* _Task to carry out_
Examine the data line by line and report how many lines include the word "bowl", with no additional output.
*** Data for this task ***
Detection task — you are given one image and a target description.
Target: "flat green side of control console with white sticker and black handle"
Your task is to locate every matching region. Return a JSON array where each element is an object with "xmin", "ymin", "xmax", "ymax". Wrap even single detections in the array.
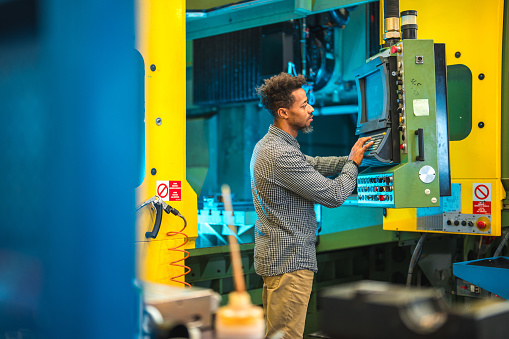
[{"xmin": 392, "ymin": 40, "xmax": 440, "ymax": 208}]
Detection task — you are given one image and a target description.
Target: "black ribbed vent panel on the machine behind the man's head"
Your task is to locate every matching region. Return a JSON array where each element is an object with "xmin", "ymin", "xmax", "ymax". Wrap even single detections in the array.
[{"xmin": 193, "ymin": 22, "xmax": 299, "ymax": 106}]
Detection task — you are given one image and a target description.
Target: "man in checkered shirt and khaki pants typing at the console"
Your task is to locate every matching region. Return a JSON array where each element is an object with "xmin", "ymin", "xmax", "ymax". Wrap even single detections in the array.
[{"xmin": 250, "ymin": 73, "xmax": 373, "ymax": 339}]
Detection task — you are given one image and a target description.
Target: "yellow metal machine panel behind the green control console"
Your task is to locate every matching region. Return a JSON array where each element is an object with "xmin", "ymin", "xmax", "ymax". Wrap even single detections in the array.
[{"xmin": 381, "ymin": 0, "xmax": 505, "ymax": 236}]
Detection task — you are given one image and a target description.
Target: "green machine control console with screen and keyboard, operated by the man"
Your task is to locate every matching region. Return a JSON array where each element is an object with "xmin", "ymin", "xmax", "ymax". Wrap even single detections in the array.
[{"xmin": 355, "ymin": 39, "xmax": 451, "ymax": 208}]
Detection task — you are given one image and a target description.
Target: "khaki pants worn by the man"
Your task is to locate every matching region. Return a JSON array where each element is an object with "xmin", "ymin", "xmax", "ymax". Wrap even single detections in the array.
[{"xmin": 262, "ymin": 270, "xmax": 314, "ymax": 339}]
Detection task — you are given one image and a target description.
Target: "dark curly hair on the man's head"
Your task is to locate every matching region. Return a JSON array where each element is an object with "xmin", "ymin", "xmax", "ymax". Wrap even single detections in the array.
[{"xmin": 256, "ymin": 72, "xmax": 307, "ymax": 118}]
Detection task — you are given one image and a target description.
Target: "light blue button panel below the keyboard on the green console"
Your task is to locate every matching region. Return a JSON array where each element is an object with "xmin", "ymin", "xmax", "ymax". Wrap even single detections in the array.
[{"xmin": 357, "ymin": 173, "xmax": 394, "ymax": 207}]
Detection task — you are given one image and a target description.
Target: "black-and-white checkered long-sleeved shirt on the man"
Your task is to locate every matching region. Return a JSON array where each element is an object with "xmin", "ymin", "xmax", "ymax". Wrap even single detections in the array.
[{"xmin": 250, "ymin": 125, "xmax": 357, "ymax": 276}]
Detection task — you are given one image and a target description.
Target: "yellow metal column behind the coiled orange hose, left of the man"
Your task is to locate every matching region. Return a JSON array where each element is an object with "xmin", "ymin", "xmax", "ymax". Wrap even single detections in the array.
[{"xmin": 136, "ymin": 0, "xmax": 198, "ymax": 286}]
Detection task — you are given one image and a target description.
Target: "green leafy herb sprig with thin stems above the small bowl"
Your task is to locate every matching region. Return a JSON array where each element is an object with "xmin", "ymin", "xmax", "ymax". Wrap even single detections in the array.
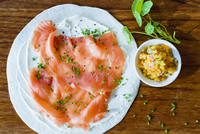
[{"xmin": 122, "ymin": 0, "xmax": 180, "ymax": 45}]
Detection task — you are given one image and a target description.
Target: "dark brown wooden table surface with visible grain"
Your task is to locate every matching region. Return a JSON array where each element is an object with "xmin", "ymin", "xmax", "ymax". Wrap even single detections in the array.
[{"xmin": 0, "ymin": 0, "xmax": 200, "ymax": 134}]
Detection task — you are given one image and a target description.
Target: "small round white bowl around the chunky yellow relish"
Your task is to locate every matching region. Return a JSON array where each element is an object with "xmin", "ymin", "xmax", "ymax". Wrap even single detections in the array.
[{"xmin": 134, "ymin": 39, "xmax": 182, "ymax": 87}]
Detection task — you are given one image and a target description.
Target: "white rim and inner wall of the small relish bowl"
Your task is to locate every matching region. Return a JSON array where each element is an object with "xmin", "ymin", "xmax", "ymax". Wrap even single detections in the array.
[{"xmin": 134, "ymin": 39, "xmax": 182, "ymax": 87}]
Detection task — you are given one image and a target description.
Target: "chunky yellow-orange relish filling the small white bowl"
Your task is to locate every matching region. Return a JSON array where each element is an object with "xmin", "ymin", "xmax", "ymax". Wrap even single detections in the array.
***
* _Response_
4